-- Opening Marker --

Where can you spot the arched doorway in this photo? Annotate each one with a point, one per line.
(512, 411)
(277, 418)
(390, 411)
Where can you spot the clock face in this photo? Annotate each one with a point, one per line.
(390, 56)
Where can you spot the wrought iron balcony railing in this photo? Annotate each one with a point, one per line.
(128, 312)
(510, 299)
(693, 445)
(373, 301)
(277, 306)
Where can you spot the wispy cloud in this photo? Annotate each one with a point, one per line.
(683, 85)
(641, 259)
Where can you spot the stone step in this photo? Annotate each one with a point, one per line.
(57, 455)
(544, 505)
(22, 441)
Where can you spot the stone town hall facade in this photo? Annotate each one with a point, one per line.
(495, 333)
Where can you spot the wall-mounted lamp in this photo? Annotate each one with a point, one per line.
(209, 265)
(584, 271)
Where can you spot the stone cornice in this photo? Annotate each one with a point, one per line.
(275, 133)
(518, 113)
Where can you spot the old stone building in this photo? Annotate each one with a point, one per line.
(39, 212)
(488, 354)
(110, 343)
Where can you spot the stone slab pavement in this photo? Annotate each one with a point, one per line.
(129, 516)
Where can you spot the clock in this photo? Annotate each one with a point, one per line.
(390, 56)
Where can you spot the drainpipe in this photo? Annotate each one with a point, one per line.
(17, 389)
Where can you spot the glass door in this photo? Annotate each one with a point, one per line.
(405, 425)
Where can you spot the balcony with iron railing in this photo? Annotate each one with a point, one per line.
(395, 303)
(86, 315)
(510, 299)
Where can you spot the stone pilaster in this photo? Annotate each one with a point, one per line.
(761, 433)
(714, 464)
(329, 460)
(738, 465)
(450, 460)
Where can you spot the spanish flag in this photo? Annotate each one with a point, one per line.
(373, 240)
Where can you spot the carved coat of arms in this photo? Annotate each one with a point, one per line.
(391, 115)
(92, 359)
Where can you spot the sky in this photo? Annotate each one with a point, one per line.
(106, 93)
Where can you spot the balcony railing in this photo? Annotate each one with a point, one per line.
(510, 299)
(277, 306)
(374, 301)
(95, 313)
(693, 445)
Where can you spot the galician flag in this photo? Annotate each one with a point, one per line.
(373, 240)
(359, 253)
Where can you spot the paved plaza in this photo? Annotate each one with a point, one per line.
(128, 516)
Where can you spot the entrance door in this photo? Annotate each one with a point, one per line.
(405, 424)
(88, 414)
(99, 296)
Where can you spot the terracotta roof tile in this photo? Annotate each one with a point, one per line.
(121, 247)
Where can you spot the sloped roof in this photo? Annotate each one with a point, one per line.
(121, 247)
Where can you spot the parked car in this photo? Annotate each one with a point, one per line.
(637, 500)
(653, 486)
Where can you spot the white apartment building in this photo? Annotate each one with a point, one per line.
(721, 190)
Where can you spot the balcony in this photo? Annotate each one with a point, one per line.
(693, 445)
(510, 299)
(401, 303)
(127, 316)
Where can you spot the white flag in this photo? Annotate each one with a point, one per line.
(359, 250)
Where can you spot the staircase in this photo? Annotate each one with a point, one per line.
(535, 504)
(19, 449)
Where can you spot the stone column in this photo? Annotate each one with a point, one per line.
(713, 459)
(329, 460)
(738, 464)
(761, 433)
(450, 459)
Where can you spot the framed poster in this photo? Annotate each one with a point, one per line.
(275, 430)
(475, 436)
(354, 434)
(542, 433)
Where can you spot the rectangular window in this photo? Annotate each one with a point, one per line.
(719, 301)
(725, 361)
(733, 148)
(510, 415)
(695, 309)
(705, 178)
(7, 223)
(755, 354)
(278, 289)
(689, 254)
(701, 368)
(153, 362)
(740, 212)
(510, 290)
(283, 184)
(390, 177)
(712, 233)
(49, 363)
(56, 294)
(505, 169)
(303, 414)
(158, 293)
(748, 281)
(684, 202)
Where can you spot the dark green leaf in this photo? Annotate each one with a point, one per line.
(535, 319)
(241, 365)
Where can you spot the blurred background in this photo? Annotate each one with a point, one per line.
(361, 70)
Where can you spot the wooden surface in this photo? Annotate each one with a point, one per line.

-- Closing Marker --
-- Opening Marker --

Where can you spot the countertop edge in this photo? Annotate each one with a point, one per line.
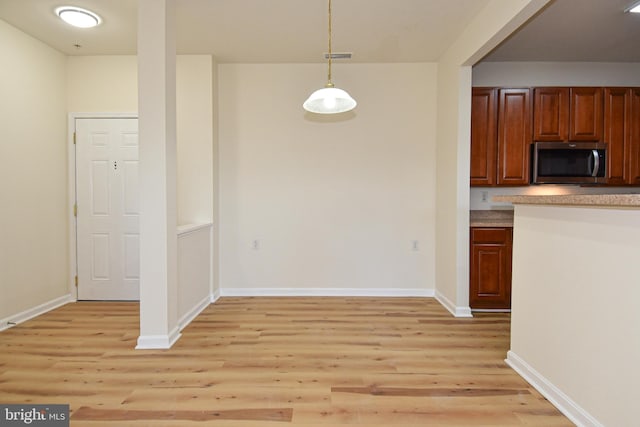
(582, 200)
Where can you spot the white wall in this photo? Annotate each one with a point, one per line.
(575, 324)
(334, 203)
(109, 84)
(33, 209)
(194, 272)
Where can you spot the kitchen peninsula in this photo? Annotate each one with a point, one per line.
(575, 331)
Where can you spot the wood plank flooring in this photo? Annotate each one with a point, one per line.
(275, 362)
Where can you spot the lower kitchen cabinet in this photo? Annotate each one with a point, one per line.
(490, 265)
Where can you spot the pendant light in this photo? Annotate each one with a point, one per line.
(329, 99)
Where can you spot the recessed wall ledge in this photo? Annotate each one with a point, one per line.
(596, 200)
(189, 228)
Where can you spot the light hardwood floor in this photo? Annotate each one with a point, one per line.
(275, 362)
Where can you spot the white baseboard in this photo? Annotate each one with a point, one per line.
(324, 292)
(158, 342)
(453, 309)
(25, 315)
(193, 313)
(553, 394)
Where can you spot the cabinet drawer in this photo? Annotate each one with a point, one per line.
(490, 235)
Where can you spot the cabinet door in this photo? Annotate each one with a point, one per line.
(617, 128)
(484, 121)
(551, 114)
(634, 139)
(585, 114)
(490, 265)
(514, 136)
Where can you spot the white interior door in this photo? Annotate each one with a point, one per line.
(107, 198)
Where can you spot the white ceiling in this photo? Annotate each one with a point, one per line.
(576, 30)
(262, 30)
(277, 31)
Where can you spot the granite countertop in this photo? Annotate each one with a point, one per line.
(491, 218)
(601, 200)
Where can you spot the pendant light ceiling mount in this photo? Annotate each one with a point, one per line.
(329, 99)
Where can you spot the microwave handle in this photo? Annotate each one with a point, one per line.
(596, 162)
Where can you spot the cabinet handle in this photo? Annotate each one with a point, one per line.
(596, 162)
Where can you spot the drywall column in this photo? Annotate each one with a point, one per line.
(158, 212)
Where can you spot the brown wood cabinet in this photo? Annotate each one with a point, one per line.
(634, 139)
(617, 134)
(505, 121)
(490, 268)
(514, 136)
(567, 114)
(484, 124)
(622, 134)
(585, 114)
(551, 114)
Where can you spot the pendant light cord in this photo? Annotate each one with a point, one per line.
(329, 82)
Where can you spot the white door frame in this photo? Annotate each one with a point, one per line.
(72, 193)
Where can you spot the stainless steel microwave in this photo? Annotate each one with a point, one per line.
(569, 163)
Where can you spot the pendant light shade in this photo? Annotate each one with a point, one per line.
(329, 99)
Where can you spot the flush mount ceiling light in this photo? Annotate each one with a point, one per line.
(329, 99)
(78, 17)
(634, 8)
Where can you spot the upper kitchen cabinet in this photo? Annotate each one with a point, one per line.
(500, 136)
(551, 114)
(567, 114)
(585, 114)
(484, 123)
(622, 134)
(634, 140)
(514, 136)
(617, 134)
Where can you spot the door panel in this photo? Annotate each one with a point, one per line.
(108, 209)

-- Closing Marker --
-- Opening Marker --

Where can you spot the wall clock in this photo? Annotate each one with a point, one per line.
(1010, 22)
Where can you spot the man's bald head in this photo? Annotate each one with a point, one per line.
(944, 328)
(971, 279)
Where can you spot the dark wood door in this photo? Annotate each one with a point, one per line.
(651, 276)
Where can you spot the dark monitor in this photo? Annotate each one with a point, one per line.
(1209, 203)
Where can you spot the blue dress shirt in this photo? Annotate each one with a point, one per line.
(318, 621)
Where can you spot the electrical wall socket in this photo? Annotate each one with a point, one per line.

-- Closing Marker --

Reproduce word for word the material above, beginning with the line that contains "Where can you spot the dark green" and ending with the line that contains "Where can you spot the wooden".

Where can you spot the dark green leaf in this photo? Annotate each one with a point, one per line.
(535, 319)
(241, 365)
Where can you spot the blurred background in this photo? Annotate each one with a point, one per line.
(361, 70)
Where can you spot the wooden surface in this photo? Annotate each one with a point, one per line.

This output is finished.